-- Data for the task --
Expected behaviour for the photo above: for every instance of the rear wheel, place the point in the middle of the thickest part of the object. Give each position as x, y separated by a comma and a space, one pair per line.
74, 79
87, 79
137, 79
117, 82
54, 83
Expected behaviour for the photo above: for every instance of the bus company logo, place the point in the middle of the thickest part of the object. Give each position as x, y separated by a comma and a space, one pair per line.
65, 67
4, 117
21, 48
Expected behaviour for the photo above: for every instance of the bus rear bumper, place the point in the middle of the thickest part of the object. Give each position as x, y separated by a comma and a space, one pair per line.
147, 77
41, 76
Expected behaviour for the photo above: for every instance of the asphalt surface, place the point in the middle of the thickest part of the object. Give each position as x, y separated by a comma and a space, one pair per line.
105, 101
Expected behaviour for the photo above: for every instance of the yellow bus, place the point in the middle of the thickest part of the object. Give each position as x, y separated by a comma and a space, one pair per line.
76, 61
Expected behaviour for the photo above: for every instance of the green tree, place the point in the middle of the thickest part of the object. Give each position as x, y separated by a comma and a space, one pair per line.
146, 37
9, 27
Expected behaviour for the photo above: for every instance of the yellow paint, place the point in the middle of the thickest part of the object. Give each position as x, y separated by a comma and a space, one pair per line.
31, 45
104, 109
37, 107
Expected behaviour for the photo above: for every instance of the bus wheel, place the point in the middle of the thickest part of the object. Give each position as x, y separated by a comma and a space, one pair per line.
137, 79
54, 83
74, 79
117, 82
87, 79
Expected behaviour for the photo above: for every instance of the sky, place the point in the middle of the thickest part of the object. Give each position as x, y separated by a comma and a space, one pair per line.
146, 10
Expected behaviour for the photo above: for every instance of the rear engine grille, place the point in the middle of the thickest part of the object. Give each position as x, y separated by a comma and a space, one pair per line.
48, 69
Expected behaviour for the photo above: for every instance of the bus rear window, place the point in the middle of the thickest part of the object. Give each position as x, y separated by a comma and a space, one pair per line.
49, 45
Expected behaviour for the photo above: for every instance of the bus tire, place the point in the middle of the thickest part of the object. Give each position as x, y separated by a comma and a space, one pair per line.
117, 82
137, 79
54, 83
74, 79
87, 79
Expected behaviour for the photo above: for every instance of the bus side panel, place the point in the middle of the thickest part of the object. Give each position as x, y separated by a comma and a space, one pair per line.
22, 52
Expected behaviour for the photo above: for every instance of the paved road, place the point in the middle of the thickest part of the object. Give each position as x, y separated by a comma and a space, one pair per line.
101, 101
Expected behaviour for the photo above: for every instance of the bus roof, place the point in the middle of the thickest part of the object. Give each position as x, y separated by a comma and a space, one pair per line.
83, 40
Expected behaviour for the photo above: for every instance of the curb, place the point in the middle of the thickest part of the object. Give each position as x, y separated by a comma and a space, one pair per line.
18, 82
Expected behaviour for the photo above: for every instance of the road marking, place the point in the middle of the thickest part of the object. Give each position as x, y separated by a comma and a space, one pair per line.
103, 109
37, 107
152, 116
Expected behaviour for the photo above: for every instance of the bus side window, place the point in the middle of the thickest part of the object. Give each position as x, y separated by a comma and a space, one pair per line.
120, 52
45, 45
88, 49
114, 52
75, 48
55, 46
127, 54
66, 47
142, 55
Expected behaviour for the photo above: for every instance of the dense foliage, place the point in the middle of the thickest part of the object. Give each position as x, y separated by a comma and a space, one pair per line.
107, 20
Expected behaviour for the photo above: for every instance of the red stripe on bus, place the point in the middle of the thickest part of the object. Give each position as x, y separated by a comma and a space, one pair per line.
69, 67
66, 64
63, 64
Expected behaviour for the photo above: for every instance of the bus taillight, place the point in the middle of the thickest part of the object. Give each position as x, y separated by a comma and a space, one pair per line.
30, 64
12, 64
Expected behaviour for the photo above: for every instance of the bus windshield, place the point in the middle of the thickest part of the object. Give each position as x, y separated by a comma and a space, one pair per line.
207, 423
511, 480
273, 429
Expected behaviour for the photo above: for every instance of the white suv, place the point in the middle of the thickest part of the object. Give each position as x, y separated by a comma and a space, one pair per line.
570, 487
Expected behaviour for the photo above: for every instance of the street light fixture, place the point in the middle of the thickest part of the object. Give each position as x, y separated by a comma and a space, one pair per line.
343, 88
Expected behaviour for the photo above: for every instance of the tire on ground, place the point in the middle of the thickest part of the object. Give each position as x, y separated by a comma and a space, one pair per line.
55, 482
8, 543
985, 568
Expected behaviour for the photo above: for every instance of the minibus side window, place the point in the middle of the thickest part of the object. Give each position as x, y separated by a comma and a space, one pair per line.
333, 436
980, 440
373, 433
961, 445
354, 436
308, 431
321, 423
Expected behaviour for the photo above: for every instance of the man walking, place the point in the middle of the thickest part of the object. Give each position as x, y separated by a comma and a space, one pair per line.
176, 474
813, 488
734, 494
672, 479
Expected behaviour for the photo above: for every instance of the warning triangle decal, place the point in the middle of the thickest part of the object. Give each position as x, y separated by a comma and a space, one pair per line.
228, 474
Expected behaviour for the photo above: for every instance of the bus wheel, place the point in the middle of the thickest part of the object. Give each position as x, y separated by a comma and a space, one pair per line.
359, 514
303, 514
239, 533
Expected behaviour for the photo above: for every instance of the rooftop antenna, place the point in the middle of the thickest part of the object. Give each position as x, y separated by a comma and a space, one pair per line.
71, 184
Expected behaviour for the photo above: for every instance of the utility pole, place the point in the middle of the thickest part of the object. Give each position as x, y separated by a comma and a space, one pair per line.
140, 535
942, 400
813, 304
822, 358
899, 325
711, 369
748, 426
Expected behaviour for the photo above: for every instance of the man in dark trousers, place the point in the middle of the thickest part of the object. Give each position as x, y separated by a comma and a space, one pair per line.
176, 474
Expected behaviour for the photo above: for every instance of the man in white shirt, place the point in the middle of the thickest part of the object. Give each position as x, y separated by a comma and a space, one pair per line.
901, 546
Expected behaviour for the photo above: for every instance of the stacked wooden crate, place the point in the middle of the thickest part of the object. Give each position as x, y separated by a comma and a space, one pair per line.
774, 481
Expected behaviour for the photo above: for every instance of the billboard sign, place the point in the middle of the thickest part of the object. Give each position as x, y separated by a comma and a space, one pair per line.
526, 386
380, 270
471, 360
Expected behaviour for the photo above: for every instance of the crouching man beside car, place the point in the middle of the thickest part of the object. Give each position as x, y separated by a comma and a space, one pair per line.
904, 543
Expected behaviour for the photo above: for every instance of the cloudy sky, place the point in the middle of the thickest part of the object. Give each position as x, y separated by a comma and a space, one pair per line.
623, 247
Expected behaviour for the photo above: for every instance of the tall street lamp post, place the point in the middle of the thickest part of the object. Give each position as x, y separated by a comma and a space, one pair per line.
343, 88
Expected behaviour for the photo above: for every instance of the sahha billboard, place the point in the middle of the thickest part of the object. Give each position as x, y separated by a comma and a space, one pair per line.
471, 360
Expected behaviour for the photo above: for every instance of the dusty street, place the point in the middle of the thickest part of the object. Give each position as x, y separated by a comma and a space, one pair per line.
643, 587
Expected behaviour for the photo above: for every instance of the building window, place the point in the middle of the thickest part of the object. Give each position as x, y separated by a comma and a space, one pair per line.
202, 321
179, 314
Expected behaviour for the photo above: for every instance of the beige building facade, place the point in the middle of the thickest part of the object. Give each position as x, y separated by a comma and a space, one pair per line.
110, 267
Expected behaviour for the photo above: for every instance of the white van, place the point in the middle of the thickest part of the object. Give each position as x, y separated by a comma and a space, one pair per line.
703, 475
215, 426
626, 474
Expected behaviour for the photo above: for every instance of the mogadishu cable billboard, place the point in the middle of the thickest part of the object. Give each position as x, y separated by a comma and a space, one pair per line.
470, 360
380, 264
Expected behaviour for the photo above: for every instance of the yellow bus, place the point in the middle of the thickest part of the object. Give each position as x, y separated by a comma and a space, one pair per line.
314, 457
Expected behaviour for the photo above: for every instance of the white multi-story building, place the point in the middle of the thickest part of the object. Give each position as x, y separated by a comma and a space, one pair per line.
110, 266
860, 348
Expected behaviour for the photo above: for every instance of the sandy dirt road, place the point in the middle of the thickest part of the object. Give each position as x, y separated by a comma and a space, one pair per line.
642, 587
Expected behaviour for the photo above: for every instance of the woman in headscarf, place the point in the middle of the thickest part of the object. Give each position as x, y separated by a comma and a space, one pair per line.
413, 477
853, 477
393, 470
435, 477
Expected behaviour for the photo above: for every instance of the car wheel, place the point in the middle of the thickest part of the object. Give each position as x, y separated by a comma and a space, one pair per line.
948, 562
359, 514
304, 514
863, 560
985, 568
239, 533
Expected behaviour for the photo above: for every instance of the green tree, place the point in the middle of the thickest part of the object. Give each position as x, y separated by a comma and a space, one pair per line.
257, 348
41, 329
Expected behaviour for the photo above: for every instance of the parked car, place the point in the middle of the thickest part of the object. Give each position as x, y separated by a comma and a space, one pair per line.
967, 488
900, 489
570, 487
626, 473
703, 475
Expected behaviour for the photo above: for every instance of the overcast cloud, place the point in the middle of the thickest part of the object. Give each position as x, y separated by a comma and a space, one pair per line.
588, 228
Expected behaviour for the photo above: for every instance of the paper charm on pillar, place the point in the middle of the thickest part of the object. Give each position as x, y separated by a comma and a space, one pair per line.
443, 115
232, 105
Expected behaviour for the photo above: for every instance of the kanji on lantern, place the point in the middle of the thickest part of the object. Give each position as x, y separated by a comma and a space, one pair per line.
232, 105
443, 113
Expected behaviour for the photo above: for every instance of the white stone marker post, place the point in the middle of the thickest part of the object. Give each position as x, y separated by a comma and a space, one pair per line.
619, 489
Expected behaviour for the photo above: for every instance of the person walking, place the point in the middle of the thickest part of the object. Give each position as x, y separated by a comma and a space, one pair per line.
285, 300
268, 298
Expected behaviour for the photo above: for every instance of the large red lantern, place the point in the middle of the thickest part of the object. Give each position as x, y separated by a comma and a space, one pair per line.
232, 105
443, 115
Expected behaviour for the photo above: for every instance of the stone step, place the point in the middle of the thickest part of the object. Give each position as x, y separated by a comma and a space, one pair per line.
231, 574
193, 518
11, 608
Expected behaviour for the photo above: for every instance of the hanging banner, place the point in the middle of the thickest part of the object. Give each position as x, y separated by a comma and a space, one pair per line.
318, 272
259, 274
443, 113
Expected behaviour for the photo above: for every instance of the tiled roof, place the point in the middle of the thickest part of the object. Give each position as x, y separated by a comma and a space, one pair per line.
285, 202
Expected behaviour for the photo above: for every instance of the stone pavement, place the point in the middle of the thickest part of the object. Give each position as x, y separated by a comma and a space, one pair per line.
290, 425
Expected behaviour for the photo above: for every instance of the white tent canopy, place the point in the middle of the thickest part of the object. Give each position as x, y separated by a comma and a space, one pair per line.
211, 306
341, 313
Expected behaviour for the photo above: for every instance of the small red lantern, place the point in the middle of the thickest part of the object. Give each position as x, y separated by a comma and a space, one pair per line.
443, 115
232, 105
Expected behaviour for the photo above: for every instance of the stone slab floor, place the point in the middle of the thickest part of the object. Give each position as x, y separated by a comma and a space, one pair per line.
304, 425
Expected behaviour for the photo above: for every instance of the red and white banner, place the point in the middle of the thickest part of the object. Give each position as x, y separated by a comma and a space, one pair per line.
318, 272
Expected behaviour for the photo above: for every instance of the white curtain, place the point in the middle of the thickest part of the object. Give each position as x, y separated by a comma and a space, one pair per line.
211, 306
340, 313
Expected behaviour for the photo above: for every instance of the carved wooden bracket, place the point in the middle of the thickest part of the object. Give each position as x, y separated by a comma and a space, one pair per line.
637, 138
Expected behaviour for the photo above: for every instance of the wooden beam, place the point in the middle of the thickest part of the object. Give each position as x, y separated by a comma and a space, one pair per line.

-- Exercise goal --
Return the lines above, from the one containing "of the small" to the end, exactly as they stand.

-- Reply --
Expected behaviour for the photo above: for every instance of the small red lantern, place the point in the middle of the thickest part of the object. Give each position as x, y separated by a comma and a space, one pair per line.
443, 115
232, 105
Expected behaviour for the photo above: for every instance of the stone slab floor, place the point in the middle of the thickest part of the object. Give each position as x, y separated by a comma and a space, one pair per line.
304, 425
Expected behaviour for the photo above: for every instance of the red and white banner, place the point in the middle of the thickest part of the object. Give each position as x, y separated by a comma and a space, one pair per line.
318, 272
Expected behaviour for the photo above: for every instance of the white curtain, place the point in the middle of the thickest part of the object. Give each position as x, y separated by a comma and a space, one pair per line.
211, 306
340, 313
Expected behaviour for the photo above: for every instance of the carved wooden bracket, place the point in the middle of the thickest part of the object. Give each position as x, y separated by a comma and a space, one pair per line.
637, 138
Expected behaviour for the photo above: for every instance of the wooden beam, place the point in the middle of the thickest part of the object. Give each position as x, y separated by a comma and a space, one pair per line.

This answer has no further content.